**Partes del ejercicio**
A. Según el extracto sobre la venta de leche en Santa Fe, ¿qué multa se cobraba por cada tarro encontrado sin la chapa?
B. Traduce al inglés esta oración del extracto sobre la venta de leche en Santa Fe: "Estas chapas debían llevar un número de orden que correspondería al número de la inscripción del expendedor."

**Extracto proporcionado**
El lechero, por ejemplo, hacía dos entregas diarias. “Aparecía temprano a la mañana y por la tarde después de la siesta, con una o más vacas y sus terneros, y ordeñaba en la calle a pedido de sus clientes”.s
“La falta de un sistema de refrigeración (heladera) en los hogares determinaba que el reparto de este alimento fundamental del menú familiar debiera realizarse los siete días de la semana”, explica ese artículo.
Con registro y en tarros
Todo esto cambió dos años después en Santa Fe, el 10 de enero de 1900. Con otro decreto municipal, se dispuso la creación del “registro de expendedores de leche”. En la Inspección Central debían inscribirse todos los expendedores de leche en el municipio, “con anotación de sus domicilios”.
Una vez inscripto cada expendedor de leche, a éste se le entregaba un número de chapas, “las que deberán ser puestas en partes visibles de los tarros que usen para el reparto del alimento líquido”. Es decir, ahora el reparto era en tarros cargados por brazos forzudos y en carretas.
Estas chapas debían llevar un número de orden que correspondería al número de la inscripción del expendedor. Y todo expendedor de leche que omitiera el decreto “incurrirá en una multa de 20 pesos moneda nacional, y del doble en caso de reincidencia”. Serían penados además con multa de dos pesos por cada tarro que se encuentre sin la chapa.
Controles sanitarios
Debieron pasar 21 años para que el Concejo de Santa Fe sancionara una ordenanza, la Nº 1.933, donde se establecieron controles en la pasteurización de la leche de venta al público, incluso con determinados tenores y porcentajes de materia grasa, valores de densidad y grados de temperatura.
Esa norma fue acaso “revolucionaria” en términos de sanidad pública, si se compara con lo que había pasado apenas dos décadas atrás, cuando iba la pobre vaca lechera atada recorriendo las calles de tierra de la ciudad para ser ordeñada una, y otra, y otra vez, frente a cada vivienda.
El expendio de leche al público no se haría sino bajo el control de la Inspección General Municipal. La leche que se expenda, sea cruda, pasteurizada o esterilizada, deberá tener un porcentaje mínimo de 2,5 % de materia grasa y una densidad comprendida entre 1.028° a 1.034°, y a 15 grados de temperatura.

(Descripciones de regiones en lenguaje natural)
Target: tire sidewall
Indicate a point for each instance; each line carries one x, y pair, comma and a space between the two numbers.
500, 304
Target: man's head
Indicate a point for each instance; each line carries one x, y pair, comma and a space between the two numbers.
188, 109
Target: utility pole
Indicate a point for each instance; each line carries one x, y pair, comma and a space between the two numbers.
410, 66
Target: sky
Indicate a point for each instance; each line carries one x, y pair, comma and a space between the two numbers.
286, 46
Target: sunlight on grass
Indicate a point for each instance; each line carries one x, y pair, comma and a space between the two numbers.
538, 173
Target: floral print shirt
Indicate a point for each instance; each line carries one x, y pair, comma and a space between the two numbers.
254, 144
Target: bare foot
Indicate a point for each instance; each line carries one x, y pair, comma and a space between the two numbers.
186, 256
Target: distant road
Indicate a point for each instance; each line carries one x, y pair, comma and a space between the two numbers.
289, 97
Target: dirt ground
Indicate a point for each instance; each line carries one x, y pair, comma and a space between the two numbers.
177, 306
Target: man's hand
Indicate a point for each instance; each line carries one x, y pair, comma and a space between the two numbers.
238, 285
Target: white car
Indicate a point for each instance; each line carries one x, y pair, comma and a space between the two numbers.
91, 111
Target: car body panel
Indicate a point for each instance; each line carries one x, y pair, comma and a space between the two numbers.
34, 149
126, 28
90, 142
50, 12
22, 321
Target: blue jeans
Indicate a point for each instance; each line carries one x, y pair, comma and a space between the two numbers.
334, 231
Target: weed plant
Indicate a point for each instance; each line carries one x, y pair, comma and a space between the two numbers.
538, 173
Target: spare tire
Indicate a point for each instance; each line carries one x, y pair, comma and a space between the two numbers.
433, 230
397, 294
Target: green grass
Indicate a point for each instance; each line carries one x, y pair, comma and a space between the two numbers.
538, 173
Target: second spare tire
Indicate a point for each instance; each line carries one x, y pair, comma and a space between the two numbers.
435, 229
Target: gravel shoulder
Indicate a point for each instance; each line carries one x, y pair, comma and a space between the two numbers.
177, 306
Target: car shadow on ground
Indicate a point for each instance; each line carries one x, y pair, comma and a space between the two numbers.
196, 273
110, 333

**Respuestas**
A. Una multa de dos pesos por cada tarro.

B. These plates had to bear a serial number that would match the vendor's registration number.